#### [What you have to do]
Identify every line in the items below that contains the word "grass", and copy each such line. Case counts.

— Start Raw records —

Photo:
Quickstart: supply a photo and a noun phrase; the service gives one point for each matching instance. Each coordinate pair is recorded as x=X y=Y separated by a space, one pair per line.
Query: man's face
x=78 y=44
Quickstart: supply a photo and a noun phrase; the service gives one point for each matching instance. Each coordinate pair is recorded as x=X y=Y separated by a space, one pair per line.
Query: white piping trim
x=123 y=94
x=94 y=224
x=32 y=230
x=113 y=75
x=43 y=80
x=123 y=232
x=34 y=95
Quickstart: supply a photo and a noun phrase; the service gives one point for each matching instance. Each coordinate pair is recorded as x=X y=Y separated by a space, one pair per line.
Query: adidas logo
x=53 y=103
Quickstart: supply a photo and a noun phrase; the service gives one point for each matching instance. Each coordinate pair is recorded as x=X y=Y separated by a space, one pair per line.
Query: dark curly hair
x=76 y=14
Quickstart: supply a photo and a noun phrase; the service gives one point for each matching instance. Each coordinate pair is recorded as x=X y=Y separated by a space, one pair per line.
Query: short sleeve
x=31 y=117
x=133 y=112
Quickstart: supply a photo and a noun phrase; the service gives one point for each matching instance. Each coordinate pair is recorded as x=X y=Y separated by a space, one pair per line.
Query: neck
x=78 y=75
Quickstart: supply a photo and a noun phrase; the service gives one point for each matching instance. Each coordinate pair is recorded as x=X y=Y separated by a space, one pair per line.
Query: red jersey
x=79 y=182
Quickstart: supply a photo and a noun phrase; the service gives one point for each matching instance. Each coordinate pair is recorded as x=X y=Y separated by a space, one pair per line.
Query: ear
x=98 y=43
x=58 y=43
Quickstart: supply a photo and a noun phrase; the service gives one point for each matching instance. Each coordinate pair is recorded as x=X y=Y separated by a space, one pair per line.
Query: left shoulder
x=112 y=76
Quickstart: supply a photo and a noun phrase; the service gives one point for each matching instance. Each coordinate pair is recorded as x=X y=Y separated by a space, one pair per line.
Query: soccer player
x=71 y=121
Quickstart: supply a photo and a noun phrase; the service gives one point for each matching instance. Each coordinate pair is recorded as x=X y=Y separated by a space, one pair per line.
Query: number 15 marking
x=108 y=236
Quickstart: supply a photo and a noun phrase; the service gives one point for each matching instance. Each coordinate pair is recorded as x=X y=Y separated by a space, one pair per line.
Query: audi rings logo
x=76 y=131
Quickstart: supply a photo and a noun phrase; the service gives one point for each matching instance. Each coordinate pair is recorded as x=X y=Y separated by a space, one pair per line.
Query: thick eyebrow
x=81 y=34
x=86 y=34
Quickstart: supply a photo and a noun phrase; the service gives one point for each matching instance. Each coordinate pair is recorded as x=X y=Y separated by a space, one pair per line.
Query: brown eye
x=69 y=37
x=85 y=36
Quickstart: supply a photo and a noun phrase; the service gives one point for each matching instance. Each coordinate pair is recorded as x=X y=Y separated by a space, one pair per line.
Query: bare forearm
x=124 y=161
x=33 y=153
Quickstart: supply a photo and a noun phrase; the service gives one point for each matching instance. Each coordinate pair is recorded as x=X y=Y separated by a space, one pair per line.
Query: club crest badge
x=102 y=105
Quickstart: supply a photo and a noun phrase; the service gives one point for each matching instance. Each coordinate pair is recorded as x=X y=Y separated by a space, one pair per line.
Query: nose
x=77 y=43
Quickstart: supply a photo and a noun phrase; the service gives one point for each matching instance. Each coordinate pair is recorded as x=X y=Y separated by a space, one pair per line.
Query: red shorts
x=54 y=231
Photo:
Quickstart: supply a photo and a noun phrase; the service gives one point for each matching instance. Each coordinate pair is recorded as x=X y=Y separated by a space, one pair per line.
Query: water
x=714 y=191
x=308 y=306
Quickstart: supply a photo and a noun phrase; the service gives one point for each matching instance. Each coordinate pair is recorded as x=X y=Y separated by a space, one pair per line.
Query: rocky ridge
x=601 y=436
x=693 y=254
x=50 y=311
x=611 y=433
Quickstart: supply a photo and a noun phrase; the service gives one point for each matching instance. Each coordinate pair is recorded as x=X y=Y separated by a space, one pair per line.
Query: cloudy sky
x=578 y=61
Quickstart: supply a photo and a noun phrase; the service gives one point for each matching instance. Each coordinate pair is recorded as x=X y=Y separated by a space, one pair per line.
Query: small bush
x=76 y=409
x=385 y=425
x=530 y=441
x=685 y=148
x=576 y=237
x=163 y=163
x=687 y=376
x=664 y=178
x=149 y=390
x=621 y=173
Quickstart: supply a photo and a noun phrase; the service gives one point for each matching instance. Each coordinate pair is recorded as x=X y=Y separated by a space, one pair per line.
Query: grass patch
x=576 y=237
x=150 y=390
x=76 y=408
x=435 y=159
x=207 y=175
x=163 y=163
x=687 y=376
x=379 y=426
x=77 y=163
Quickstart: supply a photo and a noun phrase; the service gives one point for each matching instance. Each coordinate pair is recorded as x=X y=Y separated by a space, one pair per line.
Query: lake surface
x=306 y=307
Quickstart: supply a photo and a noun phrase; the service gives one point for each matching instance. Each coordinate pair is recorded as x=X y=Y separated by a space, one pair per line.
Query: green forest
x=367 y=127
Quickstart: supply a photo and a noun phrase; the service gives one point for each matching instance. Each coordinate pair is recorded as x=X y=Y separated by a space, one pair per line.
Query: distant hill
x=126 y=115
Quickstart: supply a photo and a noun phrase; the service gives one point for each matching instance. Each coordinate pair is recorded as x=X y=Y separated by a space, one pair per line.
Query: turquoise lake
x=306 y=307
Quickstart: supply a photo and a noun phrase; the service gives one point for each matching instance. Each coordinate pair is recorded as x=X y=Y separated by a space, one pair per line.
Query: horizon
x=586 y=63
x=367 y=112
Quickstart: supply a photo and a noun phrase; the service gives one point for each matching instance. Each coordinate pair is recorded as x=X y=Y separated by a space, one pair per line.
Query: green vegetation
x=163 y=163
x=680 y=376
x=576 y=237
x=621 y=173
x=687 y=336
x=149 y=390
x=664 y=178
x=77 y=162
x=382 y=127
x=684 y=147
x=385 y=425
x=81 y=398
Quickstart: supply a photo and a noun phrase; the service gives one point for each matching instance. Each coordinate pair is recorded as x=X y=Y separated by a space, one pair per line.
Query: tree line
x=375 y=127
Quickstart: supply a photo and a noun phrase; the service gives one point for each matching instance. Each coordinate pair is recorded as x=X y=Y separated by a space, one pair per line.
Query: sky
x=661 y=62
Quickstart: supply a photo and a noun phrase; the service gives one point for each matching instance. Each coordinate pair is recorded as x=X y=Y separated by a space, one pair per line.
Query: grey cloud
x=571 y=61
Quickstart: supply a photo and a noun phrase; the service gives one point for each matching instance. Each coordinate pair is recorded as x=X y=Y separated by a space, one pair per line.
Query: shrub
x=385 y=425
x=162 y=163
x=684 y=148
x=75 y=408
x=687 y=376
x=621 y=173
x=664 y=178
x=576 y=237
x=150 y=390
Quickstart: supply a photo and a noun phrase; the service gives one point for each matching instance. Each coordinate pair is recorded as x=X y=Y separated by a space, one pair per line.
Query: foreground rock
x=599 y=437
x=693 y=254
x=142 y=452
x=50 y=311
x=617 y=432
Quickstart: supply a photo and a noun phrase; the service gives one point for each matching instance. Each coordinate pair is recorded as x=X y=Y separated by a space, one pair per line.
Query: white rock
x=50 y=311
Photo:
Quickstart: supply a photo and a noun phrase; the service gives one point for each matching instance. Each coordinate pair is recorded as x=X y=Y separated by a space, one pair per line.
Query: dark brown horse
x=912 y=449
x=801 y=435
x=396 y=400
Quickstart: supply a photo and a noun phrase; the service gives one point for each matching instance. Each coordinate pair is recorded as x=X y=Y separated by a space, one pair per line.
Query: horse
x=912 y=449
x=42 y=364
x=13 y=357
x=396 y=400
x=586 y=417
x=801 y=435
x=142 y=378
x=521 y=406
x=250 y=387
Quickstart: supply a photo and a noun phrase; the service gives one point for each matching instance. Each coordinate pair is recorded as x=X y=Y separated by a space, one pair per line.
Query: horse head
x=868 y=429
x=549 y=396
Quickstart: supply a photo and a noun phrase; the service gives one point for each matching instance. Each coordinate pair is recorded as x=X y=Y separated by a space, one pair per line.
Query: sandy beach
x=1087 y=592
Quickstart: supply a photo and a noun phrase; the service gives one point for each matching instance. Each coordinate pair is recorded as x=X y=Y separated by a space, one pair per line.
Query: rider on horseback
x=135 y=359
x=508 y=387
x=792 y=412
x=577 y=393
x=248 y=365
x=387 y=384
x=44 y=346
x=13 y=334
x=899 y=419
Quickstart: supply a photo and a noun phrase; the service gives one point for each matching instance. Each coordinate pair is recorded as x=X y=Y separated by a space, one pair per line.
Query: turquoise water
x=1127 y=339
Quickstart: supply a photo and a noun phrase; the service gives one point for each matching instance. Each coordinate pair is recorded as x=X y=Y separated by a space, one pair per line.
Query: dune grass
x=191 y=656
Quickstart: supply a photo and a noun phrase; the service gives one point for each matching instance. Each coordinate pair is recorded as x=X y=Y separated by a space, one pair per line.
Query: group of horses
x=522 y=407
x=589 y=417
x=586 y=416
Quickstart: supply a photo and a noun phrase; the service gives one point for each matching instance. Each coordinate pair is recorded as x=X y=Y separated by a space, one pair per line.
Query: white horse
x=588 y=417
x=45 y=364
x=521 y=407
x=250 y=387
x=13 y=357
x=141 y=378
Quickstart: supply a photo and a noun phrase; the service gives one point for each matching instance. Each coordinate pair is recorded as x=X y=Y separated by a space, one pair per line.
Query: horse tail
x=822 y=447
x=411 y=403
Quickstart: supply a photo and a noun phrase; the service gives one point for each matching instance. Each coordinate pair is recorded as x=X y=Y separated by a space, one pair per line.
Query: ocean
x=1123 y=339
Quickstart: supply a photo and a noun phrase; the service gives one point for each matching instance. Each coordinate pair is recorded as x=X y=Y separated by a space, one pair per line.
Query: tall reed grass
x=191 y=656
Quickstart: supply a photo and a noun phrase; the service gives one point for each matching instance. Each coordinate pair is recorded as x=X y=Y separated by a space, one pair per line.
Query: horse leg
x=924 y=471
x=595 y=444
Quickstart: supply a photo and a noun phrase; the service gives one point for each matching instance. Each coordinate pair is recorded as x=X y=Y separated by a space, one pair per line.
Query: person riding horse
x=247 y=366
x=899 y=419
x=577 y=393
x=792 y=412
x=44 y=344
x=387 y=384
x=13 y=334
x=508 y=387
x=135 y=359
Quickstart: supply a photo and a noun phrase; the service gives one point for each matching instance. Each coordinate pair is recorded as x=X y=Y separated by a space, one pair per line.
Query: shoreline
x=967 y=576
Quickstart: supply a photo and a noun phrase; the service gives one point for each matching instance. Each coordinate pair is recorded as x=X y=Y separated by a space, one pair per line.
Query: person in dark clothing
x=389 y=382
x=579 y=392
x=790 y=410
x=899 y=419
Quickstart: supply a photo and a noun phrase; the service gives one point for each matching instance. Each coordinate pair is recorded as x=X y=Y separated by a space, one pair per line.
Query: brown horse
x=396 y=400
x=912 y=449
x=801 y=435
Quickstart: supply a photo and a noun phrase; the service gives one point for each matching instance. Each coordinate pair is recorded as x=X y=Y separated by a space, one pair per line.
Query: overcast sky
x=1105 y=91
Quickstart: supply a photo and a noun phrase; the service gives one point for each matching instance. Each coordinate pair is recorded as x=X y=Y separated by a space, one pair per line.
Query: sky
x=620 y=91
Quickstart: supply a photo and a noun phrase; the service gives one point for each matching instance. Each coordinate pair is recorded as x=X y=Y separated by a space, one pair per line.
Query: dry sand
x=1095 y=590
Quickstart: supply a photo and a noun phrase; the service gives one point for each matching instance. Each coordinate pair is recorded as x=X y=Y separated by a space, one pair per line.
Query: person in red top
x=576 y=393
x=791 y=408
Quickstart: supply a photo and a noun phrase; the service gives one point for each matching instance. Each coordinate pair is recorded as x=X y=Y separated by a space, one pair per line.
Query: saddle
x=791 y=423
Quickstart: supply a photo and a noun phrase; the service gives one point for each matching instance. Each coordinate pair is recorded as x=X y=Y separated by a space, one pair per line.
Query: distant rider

— End Raw records —

#### [Correct result]
Query: grass patch
Query: dune grass
Query: tall reed grass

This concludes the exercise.